Activity: All of the material must be duplicated exactly, line by line.

The data:

▼▼▼

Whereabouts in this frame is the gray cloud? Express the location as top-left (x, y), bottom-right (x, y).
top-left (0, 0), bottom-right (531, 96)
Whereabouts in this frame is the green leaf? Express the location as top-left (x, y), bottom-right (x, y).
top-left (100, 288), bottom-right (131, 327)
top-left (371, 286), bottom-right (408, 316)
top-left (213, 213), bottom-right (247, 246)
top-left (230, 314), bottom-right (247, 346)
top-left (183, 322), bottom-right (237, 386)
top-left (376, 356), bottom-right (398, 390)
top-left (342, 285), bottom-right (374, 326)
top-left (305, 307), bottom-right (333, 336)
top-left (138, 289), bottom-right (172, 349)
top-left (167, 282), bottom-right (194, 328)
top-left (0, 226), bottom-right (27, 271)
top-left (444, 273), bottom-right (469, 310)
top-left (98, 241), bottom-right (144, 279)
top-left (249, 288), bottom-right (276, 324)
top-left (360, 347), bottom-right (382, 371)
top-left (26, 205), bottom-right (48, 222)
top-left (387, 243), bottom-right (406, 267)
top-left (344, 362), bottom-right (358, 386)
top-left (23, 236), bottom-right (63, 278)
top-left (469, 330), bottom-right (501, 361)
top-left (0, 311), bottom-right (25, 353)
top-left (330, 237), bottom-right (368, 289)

▲▲▲

Written solution:
Whereabouts in this frame is the gray cloud? Express the location as top-left (x, y), bottom-right (x, y).
top-left (0, 0), bottom-right (531, 96)
Whereabouts in this frame is the green leaf? Express the location as top-left (x, y), bottom-right (x, y).
top-left (100, 288), bottom-right (131, 327)
top-left (371, 286), bottom-right (408, 316)
top-left (213, 213), bottom-right (247, 246)
top-left (230, 314), bottom-right (247, 346)
top-left (183, 322), bottom-right (237, 386)
top-left (376, 356), bottom-right (398, 390)
top-left (342, 285), bottom-right (374, 326)
top-left (305, 307), bottom-right (333, 336)
top-left (138, 289), bottom-right (172, 349)
top-left (167, 282), bottom-right (194, 328)
top-left (0, 226), bottom-right (27, 271)
top-left (444, 273), bottom-right (469, 310)
top-left (98, 241), bottom-right (144, 279)
top-left (249, 288), bottom-right (276, 324)
top-left (360, 347), bottom-right (382, 371)
top-left (26, 205), bottom-right (48, 222)
top-left (387, 243), bottom-right (406, 267)
top-left (344, 362), bottom-right (358, 386)
top-left (23, 236), bottom-right (63, 278)
top-left (469, 330), bottom-right (501, 361)
top-left (0, 311), bottom-right (25, 353)
top-left (330, 237), bottom-right (368, 289)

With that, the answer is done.